La storia

Parkinson, la speranza dopo la diagnosi

La storia di Stefano Ghidotti, che si allena per sconfiggere la malattia: «Ho trasformato la sfiga in sfida»
Prisca Dindo
21.04.2024 20:30

Il Parkinson, che in Svizzera colpisce 15 mila persone, ci porta via tante cose. Il movimento, la parola, il respiro, il sonno. Ma non le emozioni, che dobbiamo sempre coltivare. Se però diamo spazio soltanto ai pensieri negativi e alla paura, «lui» diventa ancor più cattivo. il Parkinson è un animale potente, come un toro. Per contrastarlo, o addirittura batterlo, bisogna prenderlo per le corna e fronteggiarlo con la mente e il corpo ben allenati; dobbiamo essere padroni del nostro corpo».

Stefano Ghidotti è «un malato di sport e di Parkinson» come si definisce lui. Era il 2017 quando l’ex odontotecnico oggi 62.enne di Palazzolo sull’Oglio ricevette la diagnosi della malattia. All’inizio sembrava una depressione, perché aveva sempre il morale a terra. Quando comparvero i tremolii, capì al volo di cosa si trattasse: pochi anni prima aveva visto gli stessi sintomi in suo papà, ammalatosi di Parkinson.

━━━━━━━━━━━━━━━━━━━━

▶ [Compito assegnato 1]: Nell'articolo sul Parkinson, in quale anno Stefano Ghidotti ricevette la diagnosi della malattia?
▶ [Compito assegnato 2]: Prosegui l'articolo su Stefano Ghidotti e il Parkinson a partire dall'ultima frase riportata.

(Dati di ancoraggio di oggetti in linguaggio naturale)
━━━━━━━━━━━━━━━━━━━━

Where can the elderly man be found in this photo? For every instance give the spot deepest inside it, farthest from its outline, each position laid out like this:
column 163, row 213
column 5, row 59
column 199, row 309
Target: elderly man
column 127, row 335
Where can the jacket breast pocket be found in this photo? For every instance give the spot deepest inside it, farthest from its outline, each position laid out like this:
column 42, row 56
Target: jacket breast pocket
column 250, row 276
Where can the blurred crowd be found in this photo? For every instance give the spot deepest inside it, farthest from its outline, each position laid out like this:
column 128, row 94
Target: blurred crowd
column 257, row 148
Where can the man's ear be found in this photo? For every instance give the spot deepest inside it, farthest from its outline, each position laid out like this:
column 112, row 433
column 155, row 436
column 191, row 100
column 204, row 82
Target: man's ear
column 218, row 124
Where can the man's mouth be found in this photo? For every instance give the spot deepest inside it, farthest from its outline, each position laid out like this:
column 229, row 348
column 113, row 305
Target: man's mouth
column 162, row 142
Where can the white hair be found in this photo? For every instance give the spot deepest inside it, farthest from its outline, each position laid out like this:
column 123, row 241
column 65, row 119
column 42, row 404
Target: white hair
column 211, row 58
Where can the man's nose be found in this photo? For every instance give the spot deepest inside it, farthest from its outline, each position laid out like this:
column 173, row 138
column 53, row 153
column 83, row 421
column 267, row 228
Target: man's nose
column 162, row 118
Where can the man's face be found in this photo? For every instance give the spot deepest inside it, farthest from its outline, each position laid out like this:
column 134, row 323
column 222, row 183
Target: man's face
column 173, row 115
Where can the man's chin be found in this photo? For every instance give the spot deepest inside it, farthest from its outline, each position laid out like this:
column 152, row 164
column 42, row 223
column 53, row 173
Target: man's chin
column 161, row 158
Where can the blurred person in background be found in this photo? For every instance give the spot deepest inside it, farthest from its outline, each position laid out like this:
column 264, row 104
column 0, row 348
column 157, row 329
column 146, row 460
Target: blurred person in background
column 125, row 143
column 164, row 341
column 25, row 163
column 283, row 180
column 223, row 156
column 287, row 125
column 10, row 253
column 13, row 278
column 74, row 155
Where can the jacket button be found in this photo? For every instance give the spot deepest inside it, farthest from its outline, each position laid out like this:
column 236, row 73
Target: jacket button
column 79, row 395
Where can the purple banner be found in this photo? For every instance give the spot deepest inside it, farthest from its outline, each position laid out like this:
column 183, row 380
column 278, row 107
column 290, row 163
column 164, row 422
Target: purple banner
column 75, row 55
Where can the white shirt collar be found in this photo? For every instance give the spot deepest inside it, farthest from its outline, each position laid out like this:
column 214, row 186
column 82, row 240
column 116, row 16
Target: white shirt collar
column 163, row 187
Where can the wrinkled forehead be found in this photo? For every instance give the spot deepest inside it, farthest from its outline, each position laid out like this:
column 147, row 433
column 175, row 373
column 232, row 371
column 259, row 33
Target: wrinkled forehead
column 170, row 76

━━━━━━━━━━━━━━━━━━━━

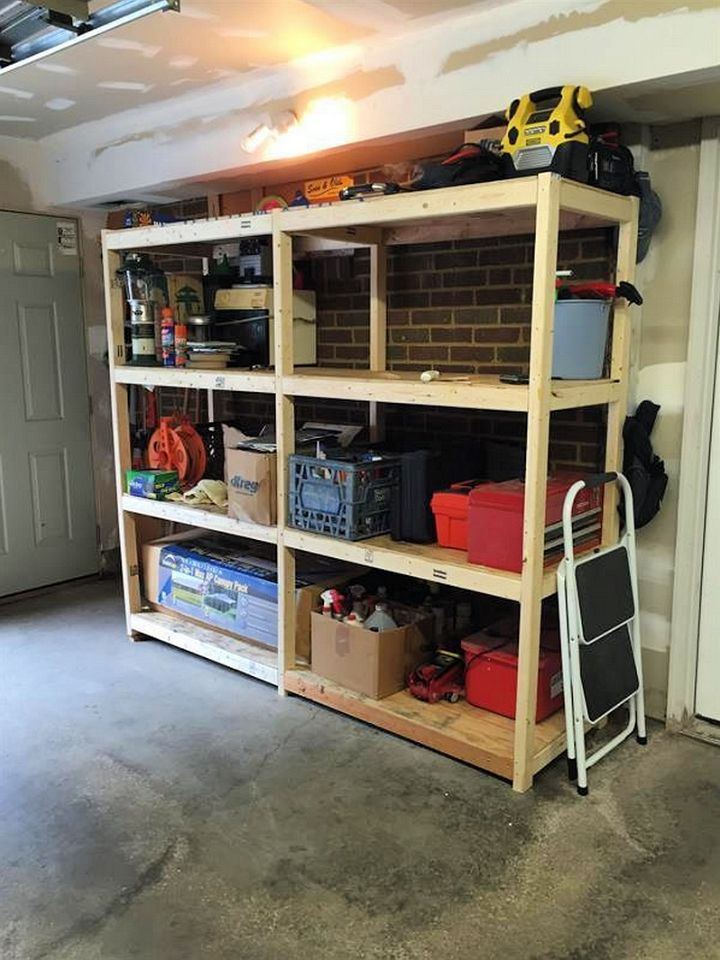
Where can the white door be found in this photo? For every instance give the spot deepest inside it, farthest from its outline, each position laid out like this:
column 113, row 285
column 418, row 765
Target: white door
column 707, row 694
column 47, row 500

━━━━━━━━━━━━━━━━━━━━

▶ [Risposta finale 1]: Nel 2017.

▶ [Risposta finale 2]:
Decise di «trasformare la sfiga in sfida» come racconta quando lo raggiungiamo telefonicamente. Invece di lasciarsi andare, Stefano Ghidotti praticò ancora più sport di quello che avevo sempre fatto in tutta la sua vita. Parallelamente alle terapie farmacologiche, continuò con il Triathlon. Lo fece con tenacia, malgrado i dubbi di chi gli sconsigliava un’ attività fisica così intensa.

Le conferme scientifiche

«Invece ho da subito deciso che dovevo essere io a difendere il mio corpo dall’attacco della malattia» spiega il sessantaduenne, secondo il quale «muoversi fa bene a tutti, ma è fondamentale per chi è colpito da una malattia neurodegenerativa per la quale attualmente non esiste una cura». Così, giorno dopo giorno, continua a praticare nuoto, bici e corsa. Una «cura» intuitiva affiancata dalle terapie farmacologiche, che oggi trova conferme anche nella comunità scientifica. I medici ora sono in grado di misurare concretamente i benefici dell’attività fisica intensa sui malati di Parkinson (vedi articolo a lato).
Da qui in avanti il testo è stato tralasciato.